**WORK TO COMPLETE:** Can you copy out the records below word for word, leaving the pictures out of your answer?

(Dataset records on object locations)
▬▬▬▬▬▬

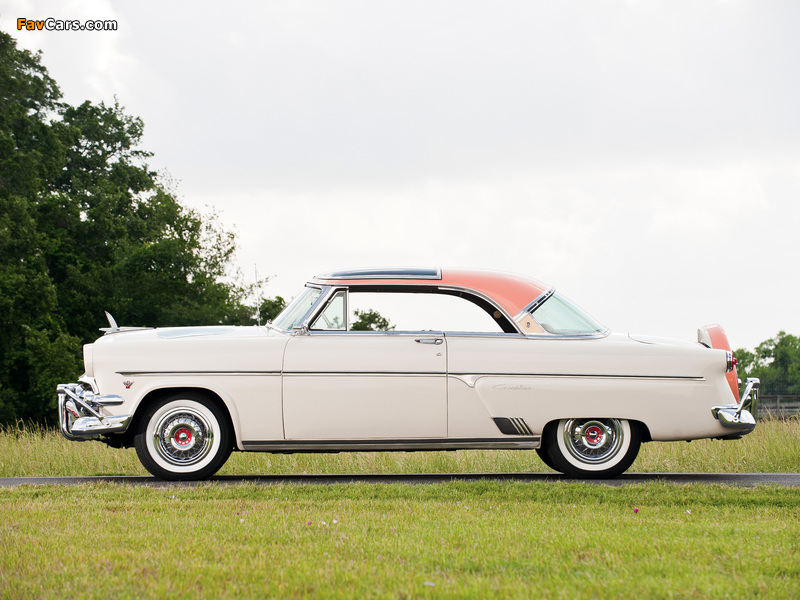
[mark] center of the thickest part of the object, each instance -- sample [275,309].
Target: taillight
[731,361]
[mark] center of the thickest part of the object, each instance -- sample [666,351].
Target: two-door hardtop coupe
[464,360]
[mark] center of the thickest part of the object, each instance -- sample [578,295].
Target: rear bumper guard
[740,417]
[79,413]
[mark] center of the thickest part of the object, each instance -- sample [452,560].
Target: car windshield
[559,316]
[292,314]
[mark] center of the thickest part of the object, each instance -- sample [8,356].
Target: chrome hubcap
[183,437]
[593,440]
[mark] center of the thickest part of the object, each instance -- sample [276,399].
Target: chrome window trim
[392,333]
[482,335]
[536,303]
[302,321]
[569,336]
[529,310]
[472,378]
[332,291]
[385,273]
[329,291]
[485,298]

▬▬▬▬▬▬

**WORKED ANSWER:**
[mark] center of the thickest part of the object, each instance -- sample [275,309].
Target: taillight
[731,361]
[mark] center of the thickest part of the object, each instance -- sample [666,351].
Target: two-door hardtop coupe
[464,360]
[mark] center of the thickest part of the object, each instance -- sample [578,295].
Target: rear bumper guard
[740,417]
[79,413]
[mark] center of the thickest part of the object, each instance -- sample [452,560].
Target: car windshield
[559,316]
[292,314]
[mark] center of the thickest part of the object, each instance -- sample [8,356].
Target: chrome hubcap
[183,437]
[593,440]
[mark] center of the thickest part of the object, each instance -- sample [276,399].
Target: chrome window trim
[392,333]
[482,335]
[536,303]
[302,321]
[569,336]
[529,310]
[472,378]
[332,291]
[385,273]
[329,291]
[485,298]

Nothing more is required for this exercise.